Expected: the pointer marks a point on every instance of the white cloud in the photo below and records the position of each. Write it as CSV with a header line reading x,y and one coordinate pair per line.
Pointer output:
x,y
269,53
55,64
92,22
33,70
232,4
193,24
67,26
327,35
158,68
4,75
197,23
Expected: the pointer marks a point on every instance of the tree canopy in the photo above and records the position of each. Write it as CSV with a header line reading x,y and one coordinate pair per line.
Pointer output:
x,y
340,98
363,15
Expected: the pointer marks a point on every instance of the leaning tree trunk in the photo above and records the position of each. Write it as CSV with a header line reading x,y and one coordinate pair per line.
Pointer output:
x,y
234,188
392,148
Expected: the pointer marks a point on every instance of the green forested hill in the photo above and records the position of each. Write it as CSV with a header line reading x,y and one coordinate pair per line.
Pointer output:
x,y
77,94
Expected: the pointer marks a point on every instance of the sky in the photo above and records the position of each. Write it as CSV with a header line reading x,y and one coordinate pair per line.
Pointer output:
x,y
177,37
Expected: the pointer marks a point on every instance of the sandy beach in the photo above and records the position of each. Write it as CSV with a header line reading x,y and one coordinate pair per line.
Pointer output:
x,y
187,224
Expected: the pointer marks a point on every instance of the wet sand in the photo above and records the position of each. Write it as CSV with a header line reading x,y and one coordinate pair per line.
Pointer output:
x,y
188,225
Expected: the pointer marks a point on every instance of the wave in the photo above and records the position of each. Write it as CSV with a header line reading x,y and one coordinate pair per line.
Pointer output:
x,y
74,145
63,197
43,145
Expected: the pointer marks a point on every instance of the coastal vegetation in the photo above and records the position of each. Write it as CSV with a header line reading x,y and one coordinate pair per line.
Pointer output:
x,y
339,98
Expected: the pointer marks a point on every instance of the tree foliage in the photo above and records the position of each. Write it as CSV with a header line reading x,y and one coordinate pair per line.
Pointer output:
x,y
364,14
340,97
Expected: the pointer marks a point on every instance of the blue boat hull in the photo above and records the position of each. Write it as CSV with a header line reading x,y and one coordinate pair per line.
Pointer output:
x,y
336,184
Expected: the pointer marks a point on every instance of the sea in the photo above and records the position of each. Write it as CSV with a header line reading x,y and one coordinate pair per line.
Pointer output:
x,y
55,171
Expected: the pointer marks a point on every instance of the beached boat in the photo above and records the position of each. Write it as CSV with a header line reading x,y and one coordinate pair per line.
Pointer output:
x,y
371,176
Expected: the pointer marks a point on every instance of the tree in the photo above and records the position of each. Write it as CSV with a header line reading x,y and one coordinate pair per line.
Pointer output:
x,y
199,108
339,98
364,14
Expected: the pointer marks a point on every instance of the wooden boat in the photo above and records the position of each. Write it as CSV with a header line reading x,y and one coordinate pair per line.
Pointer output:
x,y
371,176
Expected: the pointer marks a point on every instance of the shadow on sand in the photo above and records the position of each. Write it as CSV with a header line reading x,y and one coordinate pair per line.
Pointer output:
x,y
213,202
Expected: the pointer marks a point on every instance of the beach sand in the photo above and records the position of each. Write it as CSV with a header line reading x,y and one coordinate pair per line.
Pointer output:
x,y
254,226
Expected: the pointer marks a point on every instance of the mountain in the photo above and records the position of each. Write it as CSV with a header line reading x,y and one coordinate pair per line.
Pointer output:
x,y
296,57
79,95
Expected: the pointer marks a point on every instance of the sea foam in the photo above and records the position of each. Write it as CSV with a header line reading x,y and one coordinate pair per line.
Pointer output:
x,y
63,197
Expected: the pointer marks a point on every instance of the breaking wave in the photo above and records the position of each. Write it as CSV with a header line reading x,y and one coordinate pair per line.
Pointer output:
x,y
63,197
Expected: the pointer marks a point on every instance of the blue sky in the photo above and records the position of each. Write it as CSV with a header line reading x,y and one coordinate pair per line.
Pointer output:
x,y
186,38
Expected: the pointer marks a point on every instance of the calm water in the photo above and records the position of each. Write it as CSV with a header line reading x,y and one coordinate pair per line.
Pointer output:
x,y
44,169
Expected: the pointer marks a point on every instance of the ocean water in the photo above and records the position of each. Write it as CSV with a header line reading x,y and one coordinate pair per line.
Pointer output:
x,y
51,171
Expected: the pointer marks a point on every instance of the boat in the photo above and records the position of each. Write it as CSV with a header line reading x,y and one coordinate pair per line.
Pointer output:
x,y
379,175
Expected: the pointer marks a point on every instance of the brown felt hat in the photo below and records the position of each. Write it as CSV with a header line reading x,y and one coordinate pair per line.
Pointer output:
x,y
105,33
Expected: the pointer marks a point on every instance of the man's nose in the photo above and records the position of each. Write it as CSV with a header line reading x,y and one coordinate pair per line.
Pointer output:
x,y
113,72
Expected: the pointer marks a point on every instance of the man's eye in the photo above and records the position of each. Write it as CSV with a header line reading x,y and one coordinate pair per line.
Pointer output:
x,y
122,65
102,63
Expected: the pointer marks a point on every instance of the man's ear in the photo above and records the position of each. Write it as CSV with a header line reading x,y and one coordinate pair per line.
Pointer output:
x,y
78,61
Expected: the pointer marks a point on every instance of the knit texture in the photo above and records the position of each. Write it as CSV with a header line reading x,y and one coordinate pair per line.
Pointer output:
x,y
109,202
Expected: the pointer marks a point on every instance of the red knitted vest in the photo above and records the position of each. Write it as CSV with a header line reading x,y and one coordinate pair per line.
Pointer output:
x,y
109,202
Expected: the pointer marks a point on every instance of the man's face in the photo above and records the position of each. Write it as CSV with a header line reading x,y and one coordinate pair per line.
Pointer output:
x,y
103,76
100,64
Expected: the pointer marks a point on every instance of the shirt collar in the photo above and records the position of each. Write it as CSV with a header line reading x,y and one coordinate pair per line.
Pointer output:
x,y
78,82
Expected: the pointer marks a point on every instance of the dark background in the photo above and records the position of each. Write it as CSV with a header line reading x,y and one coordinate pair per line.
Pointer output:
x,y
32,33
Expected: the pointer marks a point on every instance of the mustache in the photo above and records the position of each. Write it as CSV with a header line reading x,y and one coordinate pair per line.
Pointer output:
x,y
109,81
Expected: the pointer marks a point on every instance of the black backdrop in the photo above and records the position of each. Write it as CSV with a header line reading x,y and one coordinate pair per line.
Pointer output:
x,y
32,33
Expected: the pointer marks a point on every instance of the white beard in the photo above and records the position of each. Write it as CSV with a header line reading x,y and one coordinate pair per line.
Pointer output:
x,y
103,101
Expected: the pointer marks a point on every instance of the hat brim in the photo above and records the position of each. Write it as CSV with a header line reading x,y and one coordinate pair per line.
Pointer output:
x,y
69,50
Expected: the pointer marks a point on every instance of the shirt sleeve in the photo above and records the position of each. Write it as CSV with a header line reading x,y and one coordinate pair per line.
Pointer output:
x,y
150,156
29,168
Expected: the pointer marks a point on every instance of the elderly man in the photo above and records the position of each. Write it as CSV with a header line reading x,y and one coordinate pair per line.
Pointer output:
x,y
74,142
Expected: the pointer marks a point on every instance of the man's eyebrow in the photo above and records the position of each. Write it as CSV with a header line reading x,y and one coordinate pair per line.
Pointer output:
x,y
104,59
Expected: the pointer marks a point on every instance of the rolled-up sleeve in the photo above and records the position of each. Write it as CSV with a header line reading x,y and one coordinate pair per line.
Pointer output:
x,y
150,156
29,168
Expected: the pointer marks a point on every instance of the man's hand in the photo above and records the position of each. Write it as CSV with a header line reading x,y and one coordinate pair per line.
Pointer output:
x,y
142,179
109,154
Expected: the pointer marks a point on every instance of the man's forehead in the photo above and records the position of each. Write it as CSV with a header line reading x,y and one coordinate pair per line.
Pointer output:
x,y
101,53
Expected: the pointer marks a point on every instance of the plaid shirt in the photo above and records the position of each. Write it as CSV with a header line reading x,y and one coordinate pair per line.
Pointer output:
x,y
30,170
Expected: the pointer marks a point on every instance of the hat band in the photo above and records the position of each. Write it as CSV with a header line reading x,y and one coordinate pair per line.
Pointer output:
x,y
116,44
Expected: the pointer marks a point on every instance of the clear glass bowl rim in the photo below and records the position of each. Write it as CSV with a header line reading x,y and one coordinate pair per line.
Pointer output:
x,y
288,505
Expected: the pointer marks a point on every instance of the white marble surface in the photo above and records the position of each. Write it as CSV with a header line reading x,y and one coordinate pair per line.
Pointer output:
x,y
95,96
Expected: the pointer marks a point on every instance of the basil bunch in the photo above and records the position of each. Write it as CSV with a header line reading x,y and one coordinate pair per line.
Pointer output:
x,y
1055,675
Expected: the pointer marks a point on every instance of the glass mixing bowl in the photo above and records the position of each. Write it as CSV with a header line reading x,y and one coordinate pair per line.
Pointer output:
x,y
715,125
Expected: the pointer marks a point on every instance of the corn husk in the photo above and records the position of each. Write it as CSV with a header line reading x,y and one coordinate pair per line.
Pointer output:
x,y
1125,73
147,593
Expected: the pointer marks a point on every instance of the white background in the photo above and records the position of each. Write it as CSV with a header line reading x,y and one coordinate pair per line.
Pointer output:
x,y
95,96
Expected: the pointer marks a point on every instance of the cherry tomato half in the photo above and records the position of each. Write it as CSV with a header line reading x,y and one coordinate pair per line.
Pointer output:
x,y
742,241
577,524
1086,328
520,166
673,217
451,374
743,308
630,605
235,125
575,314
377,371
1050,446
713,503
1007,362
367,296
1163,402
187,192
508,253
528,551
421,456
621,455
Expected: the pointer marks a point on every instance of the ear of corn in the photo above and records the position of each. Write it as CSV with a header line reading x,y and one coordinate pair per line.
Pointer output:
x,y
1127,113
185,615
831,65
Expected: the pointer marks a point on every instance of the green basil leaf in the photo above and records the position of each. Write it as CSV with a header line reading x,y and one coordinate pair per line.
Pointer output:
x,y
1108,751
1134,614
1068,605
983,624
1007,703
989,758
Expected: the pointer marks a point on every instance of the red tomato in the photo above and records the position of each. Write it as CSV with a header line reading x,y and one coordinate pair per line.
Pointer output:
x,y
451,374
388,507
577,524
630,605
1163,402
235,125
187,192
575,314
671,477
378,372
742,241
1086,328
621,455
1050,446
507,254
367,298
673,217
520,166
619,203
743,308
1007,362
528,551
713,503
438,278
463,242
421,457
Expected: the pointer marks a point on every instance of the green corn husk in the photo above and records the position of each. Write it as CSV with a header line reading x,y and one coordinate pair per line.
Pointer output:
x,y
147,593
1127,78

━━━━

Problem to solve: Give the lines above, starting at the line that contains "the green basil" and ending with the last line, as a Markdown table with a Row column for the row number and a Line column for the line, leaving out any blank lines.

Correct output:
| Row | Line |
|---|---|
| 1 | Expected: the pointer marks a point on every instance of the green basil leaf in the photo above and records the position of each. Write it as CSV with a header line reading x,y and one coordinate pair per line. |
| 2 | Pointer output: |
| 3 | x,y |
| 4 | 1108,751 |
| 5 | 1134,614 |
| 6 | 1068,605 |
| 7 | 983,624 |
| 8 | 1007,703 |
| 9 | 989,758 |
| 10 | Expected: the pointer marks a point on every instance of the red tomato in the photo above and records the position of each. Write it as CSV with a header line reading x,y and one coordinate pair per line. |
| 11 | Pointer output: |
| 12 | x,y |
| 13 | 451,374 |
| 14 | 388,507 |
| 15 | 577,524 |
| 16 | 630,605 |
| 17 | 1163,402 |
| 18 | 235,125 |
| 19 | 187,192 |
| 20 | 575,314 |
| 21 | 671,477 |
| 22 | 378,372 |
| 23 | 742,241 |
| 24 | 1086,328 |
| 25 | 621,455 |
| 26 | 1050,446 |
| 27 | 507,254 |
| 28 | 367,298 |
| 29 | 673,217 |
| 30 | 520,166 |
| 31 | 619,203 |
| 32 | 743,308 |
| 33 | 1007,362 |
| 34 | 528,551 |
| 35 | 713,503 |
| 36 | 438,278 |
| 37 | 463,242 |
| 38 | 421,457 |
| 39 | Expected: the pointer marks a point on every instance of the green corn husk in the photo above and records the position of each. Write it as CSV with a header line reading x,y and one coordinate pair per line. |
| 40 | Pointer output: |
| 41 | x,y |
| 42 | 147,593 |
| 43 | 1127,78 |